== SOURCE TEXT ==
____

The U.S. Copyright Office (“Office”) has published guidance on its policy and practices for examining and registering works that contain material generated by the use of artificial intelligence technology. Some of the key points include the following:

  • Copyright can protect only material that is the product of human creativity – the term “author,” which is used in both the Constitution and the Copyright Act, excludes non-humans

  • In the case of works containing AI-generated material, the Office will consider whether the AI contributions are the result of “mechanical reproduction” or instead of an author’s “own original mental conception, to which [the author] gave visible form.” The answer will depend on the circumstances, particularly how the AI tool operates and how it was used to create the final work

    • If a work’s traditional elements of authorship were produced by a machine, the work lacks human authorship and the Office will not register it (e.g., when AI technology receives solely a prompt from a human and produces complex written, visual, or musical works in response)

    • In cases where a work containing AI-generated material also contains sufficient human authorship to support a copyright claim, copyright will only protect the human-authored aspects of the work, which are “independent of” and do not affect the copyright status of the AI-generated material itself (e.g., a human may select or arrange AI-generated material in a sufficiently creative way that the resulting work as a whole constitutes an original work of authorship or an artist may modify material originally generated by AI technology to such a degree that the modifications meet the standard for copyright protection.)

  • This policy does not mean that technological tools cannot be part of the creative process – what matters is the extent to which the human had creative control over the work’s expression and “actually formed” the traditional elements of authorship

  • Applicants have a duty to disclose the inclusion of AI-generated content in a work submitted for registration and to provide a brief explanation of the human author’s contributions to the work

  • Individuals who use AI technology in creating a work may claim copyright protection for their own contributions to that work and describe the authorship that was contributed by a human.

  • Applicants should not list an AI technology or the company that provided it as an author or co-author simply because they used it when creating their work.

  • AI-generated content that is more than de minimis should be explicitly excluded from the application.

  • Applicants who have already submitted applications for works containing AI- generated material should check that the information provided to the Office adequately disclosed that material. If not, they should take steps to correct their information so that the registration remains effective. For applications that have already been processed and resulted in a registration, the applicant should correct the public record by submitting a supplementary registration.

  • Applicants who fail to update the public record after obtaining a registration for material generated by AI risk losing the benefits of the registration. If the Office becomes aware that information essential to its evaluation of registrability “has been omitted entirely from the application or is questionable,” it may take steps to cancel the registration.

  • The Office recognizes that AI-generated works implicate other copyright issues not addressed in this statement. It has launched an agency-wide initiative to delve into a wide range of these issues. Among other things, the Office intends to publish a notice of inquiry later this year seeking public input on additional legal and policy topics, including how the law should apply to the use of copyrighted works in AI training and the resulting treatment of outputs.

____

== DATASET CONTENT ==
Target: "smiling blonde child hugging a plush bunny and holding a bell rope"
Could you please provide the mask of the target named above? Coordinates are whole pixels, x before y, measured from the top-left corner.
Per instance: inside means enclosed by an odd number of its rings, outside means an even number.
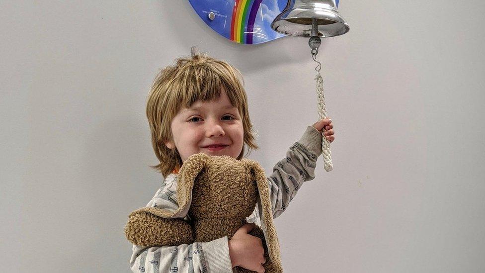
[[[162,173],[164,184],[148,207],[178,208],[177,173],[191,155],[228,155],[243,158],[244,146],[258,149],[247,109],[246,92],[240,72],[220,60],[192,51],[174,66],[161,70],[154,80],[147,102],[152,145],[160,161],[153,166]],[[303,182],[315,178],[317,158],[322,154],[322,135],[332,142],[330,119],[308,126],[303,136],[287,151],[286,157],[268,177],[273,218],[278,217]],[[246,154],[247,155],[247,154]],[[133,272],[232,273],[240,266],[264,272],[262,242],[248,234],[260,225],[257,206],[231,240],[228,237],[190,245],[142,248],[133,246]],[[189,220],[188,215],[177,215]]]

____

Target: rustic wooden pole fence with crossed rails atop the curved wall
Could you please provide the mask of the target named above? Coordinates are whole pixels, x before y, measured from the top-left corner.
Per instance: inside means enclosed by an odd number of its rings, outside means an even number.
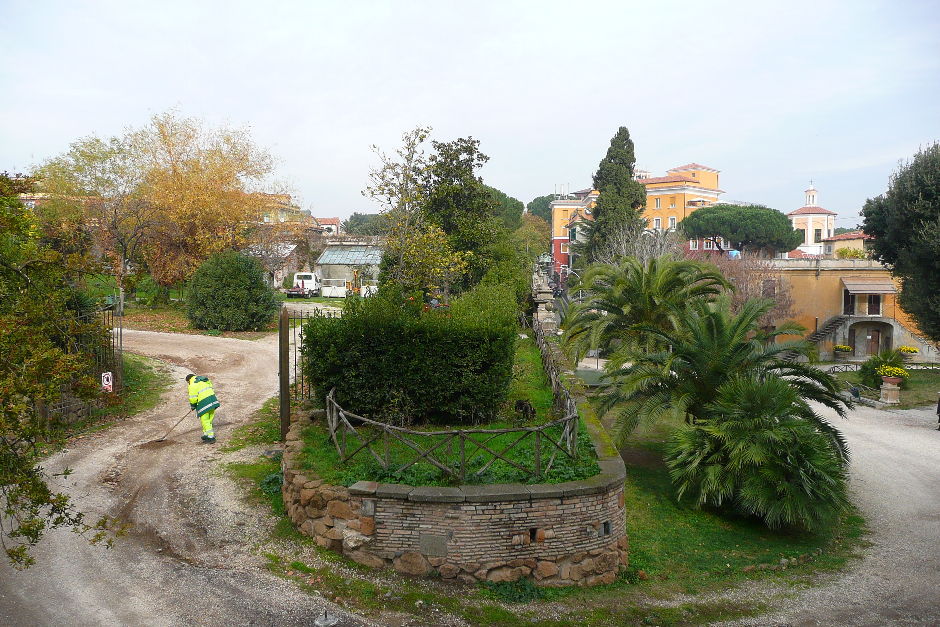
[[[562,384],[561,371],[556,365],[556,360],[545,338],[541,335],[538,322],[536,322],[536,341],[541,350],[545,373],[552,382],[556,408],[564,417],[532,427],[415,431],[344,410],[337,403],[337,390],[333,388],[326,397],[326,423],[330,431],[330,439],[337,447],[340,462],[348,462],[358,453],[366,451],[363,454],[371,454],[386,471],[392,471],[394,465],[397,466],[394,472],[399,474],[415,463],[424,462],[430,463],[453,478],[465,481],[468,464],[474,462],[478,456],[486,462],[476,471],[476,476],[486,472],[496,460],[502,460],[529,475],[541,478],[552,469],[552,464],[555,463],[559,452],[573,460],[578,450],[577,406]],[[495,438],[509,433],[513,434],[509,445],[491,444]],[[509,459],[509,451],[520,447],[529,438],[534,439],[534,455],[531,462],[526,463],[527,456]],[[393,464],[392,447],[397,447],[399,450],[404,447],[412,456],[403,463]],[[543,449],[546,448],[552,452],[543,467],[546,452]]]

____

== TRY IT ==
Please rewrite the paragraph of the copyright guidance that begins "Applicants who have already submitted applications" as a short list that keeps its main facts. The lines above are separate from the copyright guidance.

== RESULT ==
- Applicants who already applied to register works containing AI-generated material should check that their information adequately disclosed it.
- If it did not, they should correct the information so the registration stays effective.
- If the application was already processed into a registration, they should correct the public record through a supplementary registration.